● **What this task involves**
Once the line holding "Drop a marker on every instance of the amber" is found in the listing below, write it out and each later line exactly, up to and including the one holding "Drop a marker on every instance of the bottle with black".

● **Recorded data**

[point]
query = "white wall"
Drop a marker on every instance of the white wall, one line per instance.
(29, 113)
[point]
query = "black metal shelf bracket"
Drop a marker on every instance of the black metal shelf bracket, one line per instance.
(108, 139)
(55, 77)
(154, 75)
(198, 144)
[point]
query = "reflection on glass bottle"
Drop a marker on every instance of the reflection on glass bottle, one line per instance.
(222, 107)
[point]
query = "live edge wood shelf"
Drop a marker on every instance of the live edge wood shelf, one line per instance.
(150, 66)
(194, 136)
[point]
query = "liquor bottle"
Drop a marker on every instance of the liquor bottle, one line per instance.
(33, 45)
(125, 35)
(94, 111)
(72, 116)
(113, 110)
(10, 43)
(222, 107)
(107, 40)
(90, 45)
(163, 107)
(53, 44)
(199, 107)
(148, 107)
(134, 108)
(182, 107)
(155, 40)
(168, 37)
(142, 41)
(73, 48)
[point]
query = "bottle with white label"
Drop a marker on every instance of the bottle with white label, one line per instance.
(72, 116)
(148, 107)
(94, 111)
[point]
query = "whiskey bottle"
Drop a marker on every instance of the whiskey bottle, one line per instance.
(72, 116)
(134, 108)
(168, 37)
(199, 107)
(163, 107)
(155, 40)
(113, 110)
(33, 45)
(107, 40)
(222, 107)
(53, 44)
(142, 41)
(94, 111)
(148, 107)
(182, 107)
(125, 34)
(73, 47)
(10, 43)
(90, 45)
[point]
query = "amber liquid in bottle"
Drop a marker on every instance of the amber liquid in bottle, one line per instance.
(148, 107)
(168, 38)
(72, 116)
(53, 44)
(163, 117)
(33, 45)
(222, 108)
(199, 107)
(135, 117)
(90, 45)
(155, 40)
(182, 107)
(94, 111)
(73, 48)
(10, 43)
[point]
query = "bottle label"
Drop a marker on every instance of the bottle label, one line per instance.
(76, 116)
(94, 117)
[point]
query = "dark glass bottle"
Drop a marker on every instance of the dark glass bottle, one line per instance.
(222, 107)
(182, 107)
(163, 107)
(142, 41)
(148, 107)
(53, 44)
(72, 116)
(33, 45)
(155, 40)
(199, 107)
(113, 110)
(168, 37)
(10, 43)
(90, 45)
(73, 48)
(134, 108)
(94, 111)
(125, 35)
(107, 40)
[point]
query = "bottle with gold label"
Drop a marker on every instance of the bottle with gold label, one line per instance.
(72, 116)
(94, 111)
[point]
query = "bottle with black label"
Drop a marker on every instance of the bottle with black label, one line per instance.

...

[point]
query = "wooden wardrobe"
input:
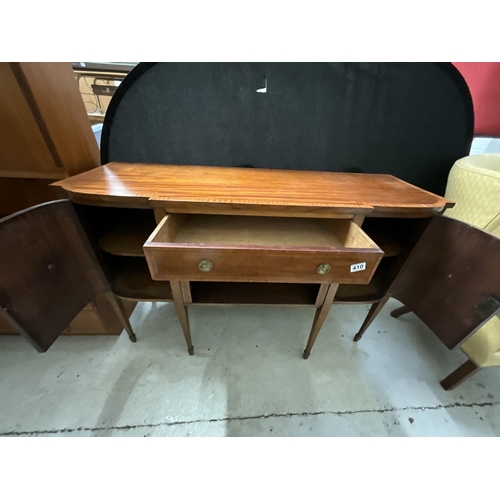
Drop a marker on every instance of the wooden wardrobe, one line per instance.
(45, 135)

==

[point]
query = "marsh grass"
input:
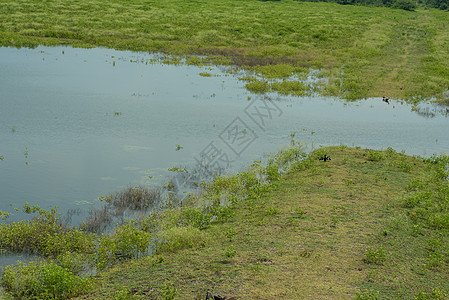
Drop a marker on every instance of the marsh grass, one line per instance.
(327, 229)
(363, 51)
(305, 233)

● **Reply to the task**
Drop a marker on every instance of the amber liquid in bottle, one line per instance.
(148, 107)
(168, 38)
(72, 116)
(53, 44)
(163, 117)
(33, 45)
(222, 108)
(199, 107)
(135, 117)
(90, 45)
(155, 40)
(182, 107)
(94, 111)
(73, 48)
(10, 43)
[point]
query = "bottle label"
Drop a marker on every instance of the bottle label, one line per instance.
(76, 116)
(94, 117)
[point]
query = "dark glass bottle"
Drop a marker on every instance of the dark glass bottle, one line per instance.
(222, 107)
(182, 107)
(163, 107)
(142, 41)
(148, 107)
(53, 44)
(72, 116)
(33, 45)
(155, 40)
(199, 107)
(113, 110)
(168, 37)
(10, 43)
(90, 45)
(73, 48)
(134, 108)
(94, 111)
(125, 35)
(107, 40)
[point]
query = "bottle with gold label"
Drop a marker on every instance of the bottle with gold label, one line per instance.
(72, 116)
(94, 111)
[point]
query = "bottle with black label"
Drop a marker on every instance of the bottle with black label, one line per instance.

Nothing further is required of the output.